## STATED PROBLEM A
Put the lines of the records, from the line containing "query (the noun phrase to segment): tower" through the end of the records, into a JSON list of strings with one string per line, leaving out blank lines.

## TEXT BLOCK
**********

I began to clear away the pine needles and leaves that had fallen and covered the entire lawn with a thick, wet mat.
What I found made my heart do a little hiccup in my chest.
Everywhere, bulbs broke the surface of the warming soil. Narcissus, crocus, daffodils, and tulips poked their tremulous and intrepid heads up through the ground.
I went inside to warm up and I asked my family “Where on earth did all those spring bulbs come from? I never saw them before!”
Ali spoke up.
“We planted them for you momma – Daddy and Lizabee and me. We planted them so that you would have flowers on your birthday.”
It was precious to me that they had planted flowers for my birthday.
It was precious that they believed I would live to see them.
The following are excerpts from the Personal Legacy Document of Barbara Maxine DiFiore; given to family members Christmas, 2013; 42 pages, 7.5” x 9” printed by Createspace
This has to be truly unique to the DiFiore family. Once a year we gathered for “Polenta Night” though we pronounced the word as if it had a “d” instead of a “t”. It was always on a cold winter evening. I know it took place on a weekday night because I remember doing my homework at Grandma’s before dinner.
The meal had its own set of rituals. Obviously, the meal centered around polenta. The water was boiled in a really large pot, like the one used for a clambake. Once the water boiled, the men took turns stirring the cornmeal. They used a tall wooden pole, similar in size to a baseball bat. It took quite a while for the large batch of cornmeal to cook. Once ready, the hot polenta was spread out on a table-sized wooden board, still using the wooden stirring pole. About an inch from the edge of the polenta, someone would use a spoon to create a ridge. Next, pasta sauce that had ground hamburger in it was ladled onto the polenta. The ridge along the edge prevented the sauce from spilling directly onto the board. Grated cheese was sprinkled over the sauce.

**********

## EXTRACTED ENTRIES
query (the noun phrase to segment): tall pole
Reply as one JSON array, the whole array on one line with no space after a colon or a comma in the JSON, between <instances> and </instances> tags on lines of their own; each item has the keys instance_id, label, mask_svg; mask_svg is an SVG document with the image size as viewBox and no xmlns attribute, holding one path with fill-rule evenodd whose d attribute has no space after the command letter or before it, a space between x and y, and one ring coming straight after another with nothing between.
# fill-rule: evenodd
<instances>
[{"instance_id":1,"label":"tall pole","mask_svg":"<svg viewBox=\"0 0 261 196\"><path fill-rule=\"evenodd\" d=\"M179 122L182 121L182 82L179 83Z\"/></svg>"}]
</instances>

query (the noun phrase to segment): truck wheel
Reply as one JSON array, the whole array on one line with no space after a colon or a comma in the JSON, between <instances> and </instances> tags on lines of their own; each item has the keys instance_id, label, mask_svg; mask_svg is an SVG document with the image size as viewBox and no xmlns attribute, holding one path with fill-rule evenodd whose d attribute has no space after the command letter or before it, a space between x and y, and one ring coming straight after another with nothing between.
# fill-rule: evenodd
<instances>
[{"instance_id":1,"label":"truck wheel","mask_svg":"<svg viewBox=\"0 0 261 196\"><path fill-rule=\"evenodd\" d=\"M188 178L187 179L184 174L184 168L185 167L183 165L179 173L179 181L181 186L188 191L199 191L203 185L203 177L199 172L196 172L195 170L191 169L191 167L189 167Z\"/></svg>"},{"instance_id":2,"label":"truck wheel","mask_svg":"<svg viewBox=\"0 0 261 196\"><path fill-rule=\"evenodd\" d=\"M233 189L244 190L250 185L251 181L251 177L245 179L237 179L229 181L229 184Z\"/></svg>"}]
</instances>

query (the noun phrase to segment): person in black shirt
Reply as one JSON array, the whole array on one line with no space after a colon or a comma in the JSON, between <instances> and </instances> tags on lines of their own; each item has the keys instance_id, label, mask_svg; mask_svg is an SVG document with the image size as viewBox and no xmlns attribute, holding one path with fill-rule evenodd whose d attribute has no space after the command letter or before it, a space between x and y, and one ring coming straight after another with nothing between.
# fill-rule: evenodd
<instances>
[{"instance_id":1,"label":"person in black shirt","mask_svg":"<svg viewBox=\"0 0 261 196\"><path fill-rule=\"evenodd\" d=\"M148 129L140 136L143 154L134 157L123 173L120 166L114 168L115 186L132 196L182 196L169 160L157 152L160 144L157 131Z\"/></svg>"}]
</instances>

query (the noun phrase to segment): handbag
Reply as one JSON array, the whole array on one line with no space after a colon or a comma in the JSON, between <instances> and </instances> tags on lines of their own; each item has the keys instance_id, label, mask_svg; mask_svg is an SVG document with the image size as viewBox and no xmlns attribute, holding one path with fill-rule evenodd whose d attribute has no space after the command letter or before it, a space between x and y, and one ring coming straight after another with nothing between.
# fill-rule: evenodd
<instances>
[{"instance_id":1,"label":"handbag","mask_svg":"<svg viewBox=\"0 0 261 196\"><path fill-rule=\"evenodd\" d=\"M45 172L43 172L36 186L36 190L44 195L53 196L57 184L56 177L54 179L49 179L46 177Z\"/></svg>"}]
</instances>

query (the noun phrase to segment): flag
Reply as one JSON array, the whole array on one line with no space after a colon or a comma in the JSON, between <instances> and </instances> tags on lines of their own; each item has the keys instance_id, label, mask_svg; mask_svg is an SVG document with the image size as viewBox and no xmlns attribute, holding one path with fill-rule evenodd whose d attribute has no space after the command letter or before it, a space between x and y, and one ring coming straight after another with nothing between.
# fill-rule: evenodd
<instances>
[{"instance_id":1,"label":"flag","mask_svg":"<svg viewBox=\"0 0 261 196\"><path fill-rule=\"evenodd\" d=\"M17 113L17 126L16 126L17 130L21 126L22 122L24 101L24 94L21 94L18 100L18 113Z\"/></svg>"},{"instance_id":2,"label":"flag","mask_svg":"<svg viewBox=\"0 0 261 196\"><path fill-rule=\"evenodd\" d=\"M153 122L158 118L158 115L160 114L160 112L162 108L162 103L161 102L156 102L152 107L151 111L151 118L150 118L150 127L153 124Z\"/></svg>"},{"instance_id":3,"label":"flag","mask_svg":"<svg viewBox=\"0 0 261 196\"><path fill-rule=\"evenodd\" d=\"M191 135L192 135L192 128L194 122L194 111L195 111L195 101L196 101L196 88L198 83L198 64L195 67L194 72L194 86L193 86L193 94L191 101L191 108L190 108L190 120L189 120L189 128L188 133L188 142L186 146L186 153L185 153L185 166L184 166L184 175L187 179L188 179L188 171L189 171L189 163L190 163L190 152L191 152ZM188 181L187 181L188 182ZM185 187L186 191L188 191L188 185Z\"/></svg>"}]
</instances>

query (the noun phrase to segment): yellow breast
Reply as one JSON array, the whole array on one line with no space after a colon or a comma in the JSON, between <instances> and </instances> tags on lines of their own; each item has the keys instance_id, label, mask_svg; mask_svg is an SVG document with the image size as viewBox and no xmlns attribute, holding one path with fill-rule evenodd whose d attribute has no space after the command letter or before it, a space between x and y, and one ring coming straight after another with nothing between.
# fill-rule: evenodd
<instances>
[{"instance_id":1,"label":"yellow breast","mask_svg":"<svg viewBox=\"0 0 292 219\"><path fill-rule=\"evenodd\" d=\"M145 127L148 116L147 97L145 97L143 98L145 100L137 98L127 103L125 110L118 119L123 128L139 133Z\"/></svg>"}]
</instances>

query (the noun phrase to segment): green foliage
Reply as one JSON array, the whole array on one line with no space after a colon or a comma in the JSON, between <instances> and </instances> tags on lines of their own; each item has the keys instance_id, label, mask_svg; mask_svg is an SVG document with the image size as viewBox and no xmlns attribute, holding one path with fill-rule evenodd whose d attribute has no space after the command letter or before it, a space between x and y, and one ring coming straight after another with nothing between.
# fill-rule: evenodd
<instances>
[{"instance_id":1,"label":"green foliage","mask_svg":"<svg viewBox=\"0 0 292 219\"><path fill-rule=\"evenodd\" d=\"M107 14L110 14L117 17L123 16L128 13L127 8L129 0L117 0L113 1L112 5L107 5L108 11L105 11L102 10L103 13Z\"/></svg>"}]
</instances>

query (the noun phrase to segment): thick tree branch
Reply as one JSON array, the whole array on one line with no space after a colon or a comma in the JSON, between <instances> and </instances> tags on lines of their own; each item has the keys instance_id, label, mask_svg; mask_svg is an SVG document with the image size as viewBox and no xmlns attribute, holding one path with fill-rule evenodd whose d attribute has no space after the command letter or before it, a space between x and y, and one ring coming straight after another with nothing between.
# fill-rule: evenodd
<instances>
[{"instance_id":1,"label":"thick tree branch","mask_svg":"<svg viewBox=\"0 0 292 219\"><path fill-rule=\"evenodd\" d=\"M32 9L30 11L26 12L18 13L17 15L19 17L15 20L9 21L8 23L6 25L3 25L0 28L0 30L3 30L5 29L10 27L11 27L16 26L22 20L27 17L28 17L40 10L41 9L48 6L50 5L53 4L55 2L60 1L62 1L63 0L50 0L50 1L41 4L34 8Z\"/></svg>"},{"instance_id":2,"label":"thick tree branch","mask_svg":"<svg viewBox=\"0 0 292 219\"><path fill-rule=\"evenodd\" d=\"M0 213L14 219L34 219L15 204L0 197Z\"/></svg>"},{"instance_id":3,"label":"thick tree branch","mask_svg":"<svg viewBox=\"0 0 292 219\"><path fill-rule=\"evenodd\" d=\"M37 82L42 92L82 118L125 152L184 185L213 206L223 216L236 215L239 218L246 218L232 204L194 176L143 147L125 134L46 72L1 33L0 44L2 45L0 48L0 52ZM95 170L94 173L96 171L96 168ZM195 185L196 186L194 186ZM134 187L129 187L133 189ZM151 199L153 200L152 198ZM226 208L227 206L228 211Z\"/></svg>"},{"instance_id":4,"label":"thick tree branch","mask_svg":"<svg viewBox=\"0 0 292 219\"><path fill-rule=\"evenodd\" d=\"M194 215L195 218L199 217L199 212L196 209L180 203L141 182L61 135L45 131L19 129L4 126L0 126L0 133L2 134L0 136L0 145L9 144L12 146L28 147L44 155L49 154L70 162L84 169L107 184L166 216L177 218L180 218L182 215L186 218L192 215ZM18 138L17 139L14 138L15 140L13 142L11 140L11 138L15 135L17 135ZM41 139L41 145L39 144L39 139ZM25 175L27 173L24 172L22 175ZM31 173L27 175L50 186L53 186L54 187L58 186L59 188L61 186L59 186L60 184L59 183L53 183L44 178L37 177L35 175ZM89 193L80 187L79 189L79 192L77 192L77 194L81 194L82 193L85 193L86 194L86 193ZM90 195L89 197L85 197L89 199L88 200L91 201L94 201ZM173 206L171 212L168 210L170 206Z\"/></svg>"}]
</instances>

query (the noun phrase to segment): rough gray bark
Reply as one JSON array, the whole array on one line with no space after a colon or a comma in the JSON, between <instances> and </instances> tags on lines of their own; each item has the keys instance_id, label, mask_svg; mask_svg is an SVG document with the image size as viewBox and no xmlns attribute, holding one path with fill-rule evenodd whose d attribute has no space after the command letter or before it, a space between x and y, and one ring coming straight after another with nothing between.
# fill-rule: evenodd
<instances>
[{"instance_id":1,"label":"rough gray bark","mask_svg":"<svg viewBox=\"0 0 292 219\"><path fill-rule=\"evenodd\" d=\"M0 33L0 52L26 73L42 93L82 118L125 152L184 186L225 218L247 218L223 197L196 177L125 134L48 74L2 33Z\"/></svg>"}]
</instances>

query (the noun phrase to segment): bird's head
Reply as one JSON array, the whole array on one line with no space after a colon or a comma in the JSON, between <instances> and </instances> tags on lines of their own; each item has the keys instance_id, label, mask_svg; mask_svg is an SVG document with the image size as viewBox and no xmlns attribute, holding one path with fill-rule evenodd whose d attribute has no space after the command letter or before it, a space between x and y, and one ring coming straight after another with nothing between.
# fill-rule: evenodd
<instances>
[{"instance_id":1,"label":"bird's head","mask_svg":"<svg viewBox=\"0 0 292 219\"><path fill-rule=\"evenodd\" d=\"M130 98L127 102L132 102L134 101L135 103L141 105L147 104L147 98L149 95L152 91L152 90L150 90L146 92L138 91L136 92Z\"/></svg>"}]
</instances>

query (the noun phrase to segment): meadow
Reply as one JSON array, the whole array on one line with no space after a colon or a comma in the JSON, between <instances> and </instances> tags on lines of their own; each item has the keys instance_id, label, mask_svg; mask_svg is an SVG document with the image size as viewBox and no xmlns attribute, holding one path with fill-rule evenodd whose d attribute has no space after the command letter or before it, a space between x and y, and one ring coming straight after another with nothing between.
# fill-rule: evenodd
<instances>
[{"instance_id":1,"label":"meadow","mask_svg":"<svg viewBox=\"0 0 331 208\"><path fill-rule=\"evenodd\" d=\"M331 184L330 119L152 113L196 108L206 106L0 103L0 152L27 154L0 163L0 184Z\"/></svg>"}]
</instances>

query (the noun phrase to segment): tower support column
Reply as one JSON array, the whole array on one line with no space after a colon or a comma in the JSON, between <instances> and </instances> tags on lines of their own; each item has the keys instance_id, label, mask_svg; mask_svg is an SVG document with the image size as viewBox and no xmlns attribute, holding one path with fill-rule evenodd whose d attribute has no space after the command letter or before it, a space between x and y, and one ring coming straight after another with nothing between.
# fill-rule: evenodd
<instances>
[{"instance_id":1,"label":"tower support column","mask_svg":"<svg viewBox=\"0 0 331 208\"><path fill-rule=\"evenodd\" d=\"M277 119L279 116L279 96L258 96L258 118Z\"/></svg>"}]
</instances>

**********

## STATED PROBLEM B
List each kind of flower that the text names as poking up through the ground.

## ANSWER A
[
  "query (the noun phrase to segment): tower support column",
  "Reply as one JSON array, the whole array on one line with no space after a colon or a comma in the JSON, between <instances> and </instances> tags on lines of their own; each item has the keys instance_id, label, mask_svg; mask_svg is an SVG document with the image size as viewBox and no xmlns attribute, holding one path with fill-rule evenodd whose d attribute has no space after the command letter or before it, a space between x and y, and one ring coming straight after another with nothing between.",
  "# fill-rule: evenodd",
  "<instances>",
  "[{\"instance_id\":1,\"label\":\"tower support column\",\"mask_svg\":\"<svg viewBox=\\\"0 0 331 208\\\"><path fill-rule=\\\"evenodd\\\" d=\\\"M277 119L279 116L279 96L258 96L258 118Z\\\"/></svg>\"}]",
  "</instances>"
]

## ANSWER B
- Narcissus
- Crocus
- Daffodils
- Tulips